## Instructions to follow
Which of the lines below mention the word "metal"? Pull each one out.

## Material for the task
--*--
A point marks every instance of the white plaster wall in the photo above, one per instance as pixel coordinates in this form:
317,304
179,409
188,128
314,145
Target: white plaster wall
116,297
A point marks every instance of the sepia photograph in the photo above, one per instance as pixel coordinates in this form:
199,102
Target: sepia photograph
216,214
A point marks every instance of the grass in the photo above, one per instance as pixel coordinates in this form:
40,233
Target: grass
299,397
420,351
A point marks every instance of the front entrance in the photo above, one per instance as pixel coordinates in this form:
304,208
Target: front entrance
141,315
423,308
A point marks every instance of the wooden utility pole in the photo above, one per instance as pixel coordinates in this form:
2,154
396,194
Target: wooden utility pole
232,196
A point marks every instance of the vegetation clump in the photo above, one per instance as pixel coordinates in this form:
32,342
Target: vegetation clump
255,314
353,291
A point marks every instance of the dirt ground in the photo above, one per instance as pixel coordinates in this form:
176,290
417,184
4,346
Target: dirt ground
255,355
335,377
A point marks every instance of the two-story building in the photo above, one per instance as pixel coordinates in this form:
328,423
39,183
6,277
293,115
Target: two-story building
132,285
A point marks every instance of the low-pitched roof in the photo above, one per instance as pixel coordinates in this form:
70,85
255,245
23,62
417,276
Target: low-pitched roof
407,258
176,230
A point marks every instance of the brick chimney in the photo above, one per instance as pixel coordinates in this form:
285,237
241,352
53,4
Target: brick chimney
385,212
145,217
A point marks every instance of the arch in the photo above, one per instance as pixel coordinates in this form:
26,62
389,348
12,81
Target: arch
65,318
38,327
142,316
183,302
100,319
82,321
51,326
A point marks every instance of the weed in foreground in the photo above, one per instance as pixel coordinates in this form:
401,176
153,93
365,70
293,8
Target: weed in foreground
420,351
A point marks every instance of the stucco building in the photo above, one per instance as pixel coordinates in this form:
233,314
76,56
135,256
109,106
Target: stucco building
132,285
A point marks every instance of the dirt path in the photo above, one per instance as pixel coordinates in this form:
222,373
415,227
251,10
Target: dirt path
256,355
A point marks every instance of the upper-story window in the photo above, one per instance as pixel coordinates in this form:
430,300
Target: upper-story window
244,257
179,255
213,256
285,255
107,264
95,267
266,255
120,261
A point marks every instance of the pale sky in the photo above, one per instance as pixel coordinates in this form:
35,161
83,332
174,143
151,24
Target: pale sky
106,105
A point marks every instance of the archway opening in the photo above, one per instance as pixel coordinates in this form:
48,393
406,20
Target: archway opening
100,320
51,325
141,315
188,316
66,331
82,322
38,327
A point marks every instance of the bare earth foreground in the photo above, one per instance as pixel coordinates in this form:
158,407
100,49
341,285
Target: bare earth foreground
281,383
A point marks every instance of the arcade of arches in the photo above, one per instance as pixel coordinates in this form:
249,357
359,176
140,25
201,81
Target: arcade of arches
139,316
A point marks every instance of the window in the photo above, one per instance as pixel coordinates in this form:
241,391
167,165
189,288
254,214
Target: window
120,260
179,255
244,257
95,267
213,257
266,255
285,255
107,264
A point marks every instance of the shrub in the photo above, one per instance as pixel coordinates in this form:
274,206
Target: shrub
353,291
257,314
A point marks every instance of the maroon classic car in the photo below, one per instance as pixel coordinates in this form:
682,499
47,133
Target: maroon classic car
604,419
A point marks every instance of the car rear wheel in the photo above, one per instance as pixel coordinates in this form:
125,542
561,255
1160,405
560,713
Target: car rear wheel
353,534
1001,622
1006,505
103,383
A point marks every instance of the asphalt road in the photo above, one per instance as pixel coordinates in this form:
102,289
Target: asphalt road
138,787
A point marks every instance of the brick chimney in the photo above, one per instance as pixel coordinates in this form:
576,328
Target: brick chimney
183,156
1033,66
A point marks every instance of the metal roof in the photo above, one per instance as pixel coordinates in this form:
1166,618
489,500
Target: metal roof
--*--
## Response box
A point marks every instance of the metal roof in the photo above, one per instance as pixel coordinates in this form:
Target: metal roof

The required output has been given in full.